- GIVEN TEXT:
========

US20030116653A1

US20030116653A1 - Fuel injector tip

Info

Publication number: US20030116653A1
Application number: US10/036,965
Authority: US
Inventors: Jeffrey Doll; Sunil Kumar; Vladimir Theodorof
Original assignee: Caterpillar Inc
Current assignee: Caterpillar Inc
Priority date: 2001-12-21
Filing date: 2001-12-21
Publication date: 2003-06-26

Abstract

A fuel injector comprising a body and an injector tip is provided. The injector tip includes a barrel having a first end, a second end, an outer wall and a cavity extending from the first end toward the second end. An end portion is disposed at the second end, the end portion includes a sac portion and an end surface. A radius or chamfer is interposed the end surface and the outer wall. A plurality of nozzles are disposed in the sac portion at a predetermined angle and the end surface is defined substantially parallel to the plurality of nozzles.

Description

TECHNICAL FIELD

This invention relates generally to a fuel system for an internal combustion engine and more specifically to a tip for a fuel injector, as used with a diesel engine.

BACKGROUND

Manufacturers of internal combustion engines are continuously attempting to improve the efficiency and emissions output of internal combustion engines. In diesel engines, a large amount of research has been done to reduce NOx output of an engine, through the use of improved fuel injectors and injection control. An injector tip typically includes a sac portion defined by an internal nozzle chamber and a exterior portion protruding from the end of the tip. A plurality of nozzle openings extend from a sac chamber through the sac to outer sac wall. High pressure fuel is forced into the sac chamber and then sprays into the combustion chamber. Often the spray of fuel does not mix evenly with combustion air within the cylinder. This creates uneven temperatures within the cylinder and causes inconsistent burning, resulting in possible emissions fluctuations.

========

- STATED TASK: Revise the part of the fuel injector tip patent that opens with "A fuel injector comprising" and closes with "plurality of nozzles.", replacing "chamfer" with "bevel". The lines after this are separate material and not part of the fuel injector tip patent.

========

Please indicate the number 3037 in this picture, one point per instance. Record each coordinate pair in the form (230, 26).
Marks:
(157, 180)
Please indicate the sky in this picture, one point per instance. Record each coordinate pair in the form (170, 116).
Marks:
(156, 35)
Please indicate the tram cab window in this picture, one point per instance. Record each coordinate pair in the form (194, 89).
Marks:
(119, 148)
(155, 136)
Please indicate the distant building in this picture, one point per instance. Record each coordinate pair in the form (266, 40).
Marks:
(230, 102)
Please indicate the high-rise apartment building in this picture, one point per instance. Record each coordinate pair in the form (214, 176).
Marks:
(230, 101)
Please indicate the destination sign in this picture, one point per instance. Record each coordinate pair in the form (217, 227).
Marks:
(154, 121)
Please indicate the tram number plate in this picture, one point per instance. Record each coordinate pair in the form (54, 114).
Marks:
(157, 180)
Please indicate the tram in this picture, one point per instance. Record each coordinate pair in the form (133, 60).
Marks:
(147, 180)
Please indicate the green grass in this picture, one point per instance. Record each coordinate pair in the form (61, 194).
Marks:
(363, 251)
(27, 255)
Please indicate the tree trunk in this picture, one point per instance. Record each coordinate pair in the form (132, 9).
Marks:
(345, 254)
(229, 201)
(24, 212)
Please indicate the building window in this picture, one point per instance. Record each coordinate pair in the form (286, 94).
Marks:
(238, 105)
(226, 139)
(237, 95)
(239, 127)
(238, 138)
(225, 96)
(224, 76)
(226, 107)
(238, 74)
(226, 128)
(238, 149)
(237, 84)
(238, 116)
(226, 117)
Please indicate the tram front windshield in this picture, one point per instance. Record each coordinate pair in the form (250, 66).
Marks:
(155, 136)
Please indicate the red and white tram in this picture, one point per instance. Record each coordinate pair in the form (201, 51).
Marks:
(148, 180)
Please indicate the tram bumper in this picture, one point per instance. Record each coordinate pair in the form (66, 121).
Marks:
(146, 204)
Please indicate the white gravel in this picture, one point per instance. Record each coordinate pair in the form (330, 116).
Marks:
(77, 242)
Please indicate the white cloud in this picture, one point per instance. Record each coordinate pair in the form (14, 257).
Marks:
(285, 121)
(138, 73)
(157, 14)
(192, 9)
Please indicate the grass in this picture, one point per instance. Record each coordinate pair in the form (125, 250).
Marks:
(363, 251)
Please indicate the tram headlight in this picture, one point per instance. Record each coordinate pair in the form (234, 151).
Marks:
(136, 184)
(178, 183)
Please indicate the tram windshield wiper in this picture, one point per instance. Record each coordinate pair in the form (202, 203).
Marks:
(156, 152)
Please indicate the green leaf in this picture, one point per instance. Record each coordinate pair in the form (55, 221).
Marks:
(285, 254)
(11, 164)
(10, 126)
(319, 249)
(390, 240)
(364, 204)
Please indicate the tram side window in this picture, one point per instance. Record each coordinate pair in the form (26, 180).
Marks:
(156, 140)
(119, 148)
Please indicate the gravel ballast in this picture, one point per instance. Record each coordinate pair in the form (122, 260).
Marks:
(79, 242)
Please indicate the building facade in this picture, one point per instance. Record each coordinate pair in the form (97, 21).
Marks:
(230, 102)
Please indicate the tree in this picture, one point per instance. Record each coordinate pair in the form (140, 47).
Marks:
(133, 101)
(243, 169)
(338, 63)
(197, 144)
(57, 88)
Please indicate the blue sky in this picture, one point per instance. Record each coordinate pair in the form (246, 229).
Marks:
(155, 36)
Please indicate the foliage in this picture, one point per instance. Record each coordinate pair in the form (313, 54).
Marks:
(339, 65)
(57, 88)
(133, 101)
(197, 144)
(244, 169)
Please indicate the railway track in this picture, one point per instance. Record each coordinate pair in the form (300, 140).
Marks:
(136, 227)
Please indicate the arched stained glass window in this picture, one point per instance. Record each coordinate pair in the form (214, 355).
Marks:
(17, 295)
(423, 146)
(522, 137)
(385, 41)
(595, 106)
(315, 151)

========

- COMPLETE ANSWER:
A fuel injector comprising a body and an injector tip is provided. The injector tip includes a barrel having a first end, a second end, an outer wall and a cavity extending from the first end toward the second end. An end portion is disposed at the second end, the end portion includes a sac portion and an end surface. A radius or bevel is interposed the end surface and the outer wall. A plurality of nozzles are disposed in the sac portion at a predetermined angle and the end surface is defined substantially parallel to the plurality of nozzles.